Work order 1: In the endoscopic sleeve gastroplasty summary, identify every abnormality that was found before the procedure and was absent at both the 6-month and the 12-month endoscopy.
Work order 2: Reproduce the portion of the endoscopic sleeve gastroplasty summary between "Eighty-six patients were" and "2.8% (P < .001).", inclusive.
Work order 3: According to the endoscopic sleeve gastroplasty summary, how many patients were included in the study?
Excerpt to read START
Endoscopic sleeve gastroplasty (ESG) is a promising bariatric endoluminal procedure. Restriction and shortening of the stomach are obtained by means of non-resorbable full-thickness sutures, thus inducing the formation of several endoluminal pouches in which food can stagnate. The effect of ESG on the upper gastrointestinal tract has never been investigated.
This study objectively evaluates endoscopic macroscopic and histopathologic changes within 12-month follow-up (FU) in patients who underwent ESG.
Retrospective study on a prospective database of patients who underwent ESG at our tertiary referral center between October 2016 and March 2019.
All consecutive patients undergoing upper endoscopy (EGD) preoperatively and 6 and 12 months after ESG were included. The upper gastrointestinal tract was evaluated for mucosal abnormalities and biopsies were systematically taken.
Eighty-six patients were included. EGD results were as follows: esophagitis decreased from 14% preoperatively to 3.6% and 1.2% at 6- and 12-month FU, respectively (P = .001); 19.8% of patients presented preoperatively a type I hiatal hernia <4 cm and showed no size increment or de novo hiatal hernia at 6- and 12-months. The rate of preoperative hyperemic (23.2%) and erosive (3.5%) gastropathy decreased to 9.5% and 1.2% at 6 months and 17.4% and 1.2% at 12 months, respectively. Gastric ulcer (4.7%), duodenal hyperemic mucosa (1.2%) and duodenal micro-ulcerations (2.3%) detected preoperatively were not present at 6- and 12-month EGD. The rate of histopathological disease, which was 68.1% preoperatively, dropped to 29.2% at 12 months, chronic gastritis decreased from 40.3% to 26.4%, acute gastritis from 9.7% to 0%, and acute inflammation on chronic gastritis from 18% to 2.8% (P < .001).
ESG is a safe procedure that does not promote the new onset of macroscopic and histopathologic abnormalities within 1-year follow-up.
Excerpt to read END
Record extracts START
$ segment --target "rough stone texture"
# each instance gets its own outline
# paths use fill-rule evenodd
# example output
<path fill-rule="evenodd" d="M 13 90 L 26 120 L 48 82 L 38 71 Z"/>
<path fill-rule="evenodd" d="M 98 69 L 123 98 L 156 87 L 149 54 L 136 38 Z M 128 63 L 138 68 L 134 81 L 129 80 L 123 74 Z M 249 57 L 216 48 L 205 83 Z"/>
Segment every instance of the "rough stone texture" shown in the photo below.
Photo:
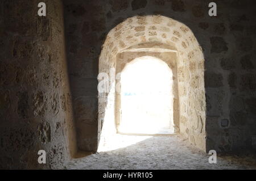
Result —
Record extracts END
Exercise result 1: Gastric ulcer, duodenal hyperemic mucosa, duodenal micro-ulcerations

Exercise result 2:
Eighty-six patients were included. EGD results were as follows: esophagitis decreased from 14% preoperatively to 3.6% and 1.2% at 6- and 12-month FU, respectively (P = .001); 19.8% of patients presented preoperatively a type I hiatal hernia <4 cm and showed no size increment or de novo hiatal hernia at 6- and 12-months. The rate of preoperative hyperemic (23.2%) and erosive (3.5%) gastropathy decreased to 9.5% and 1.2% at 6 months and 17.4% and 1.2% at 12 months, respectively. Gastric ulcer (4.7%), duodenal hyperemic mucosa (1.2%) and duodenal micro-ulcerations (2.3%) detected preoperatively were not present at 6- and 12-month EGD. The rate of histopathological disease, which was 68.1% preoperatively, dropped to 29.2% at 12 months, chronic gastritis decreased from 40.3% to 26.4%, acute gastritis from 9.7% to 0%, and acute inflammation on chronic gastritis from 18% to 2.8% (P < .001).

Exercise result 3: Eighty-six